- **Passage shown**
May VayKay Day 9
“Mike never dreams at home,” Mike says on day 9, the day after our first rainy-rainy-all-day day.
We share snippets of our crazy dreams. He and Nick were in a competition involving climbing a wall with personally selected avatars and they chose Matchbox cars. My dream made far more sense. I was helping to raise an American flag in our neighbors’ yard. In real life, they lost a son in Iraq. Memorial Day weekend is more significant to those who understand its true meaning, and our friends have been on my mind this weekend.
We’re living more and more like Ranger, and whenever we’re not moving (and Mike requires far move movement than I), we’re sleeping, reading, or watching old DVDs. Yes, we have a television in our trailer, something we once scoffed at back in the days when from our tent we would see old folks in their travel trailers all decked out with boob tubes, sound systems and heat.
“Wimps,” we’d call them. “They’re not really camping.” We once took pride in roughing it.
And now we’re them.
“We’ve done our time,” Mike says. “We could go to a primitive campsite on Monday, but why?”
We’ve grown accustomed to the little luxuries of home: running water, an inside toilet, heat, an old movie or two.

- **Problem to solve**
Carry the camping journal entry forward from its final sentence, keeping the same voice.

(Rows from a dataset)

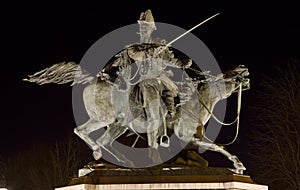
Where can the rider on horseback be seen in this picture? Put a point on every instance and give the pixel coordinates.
(150, 65)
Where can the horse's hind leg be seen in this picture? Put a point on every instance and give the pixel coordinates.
(239, 167)
(113, 132)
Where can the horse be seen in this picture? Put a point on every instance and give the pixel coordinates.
(97, 97)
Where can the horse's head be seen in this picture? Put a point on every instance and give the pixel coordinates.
(235, 78)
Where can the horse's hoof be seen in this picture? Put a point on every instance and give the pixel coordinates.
(97, 154)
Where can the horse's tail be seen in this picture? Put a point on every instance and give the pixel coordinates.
(61, 73)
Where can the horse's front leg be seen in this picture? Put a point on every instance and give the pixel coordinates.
(154, 122)
(83, 132)
(113, 132)
(238, 165)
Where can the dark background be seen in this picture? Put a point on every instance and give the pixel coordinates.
(260, 35)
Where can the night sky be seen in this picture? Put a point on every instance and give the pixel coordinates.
(260, 35)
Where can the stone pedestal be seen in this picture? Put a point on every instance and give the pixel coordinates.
(172, 177)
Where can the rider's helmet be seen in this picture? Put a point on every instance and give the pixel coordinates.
(147, 26)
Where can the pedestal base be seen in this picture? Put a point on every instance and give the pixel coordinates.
(169, 186)
(172, 177)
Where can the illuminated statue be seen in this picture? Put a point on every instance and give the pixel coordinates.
(146, 99)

- **Solved problem**
We’ve also fallen into an unspoken routine each day. Upon waking and wondering how the clock could possible show 08:30, or even 09:00, we acknowledge once more that “we’re on vacation.” It’s great starting the day with a giggle. Then, I make coffee and the bed and sweep out the trailer while Mike takes Ranger for his morning constitutional. I rustle up some breakfast when they return and then we head out for the day, or Mike rides while I read and write. There might be a mid-day nap. Evening hors d’oeuvres of crackers with cheese, smoked salmon or mustard sardines (the best!) and wine wind down the day while we decide what we’d like for dinner. Then more reading, perhaps a movie—we’ve both decided Shrek is one of the best ever made—and while I clean up from dinner, Mike takes Ranger for his bedtime stroll. We’re all back in bed by nine.
It’s glorious.
It’s so easy to live in the present when camping, even when camping in relative luxury.
And I’ll say it again.
It’s glorious.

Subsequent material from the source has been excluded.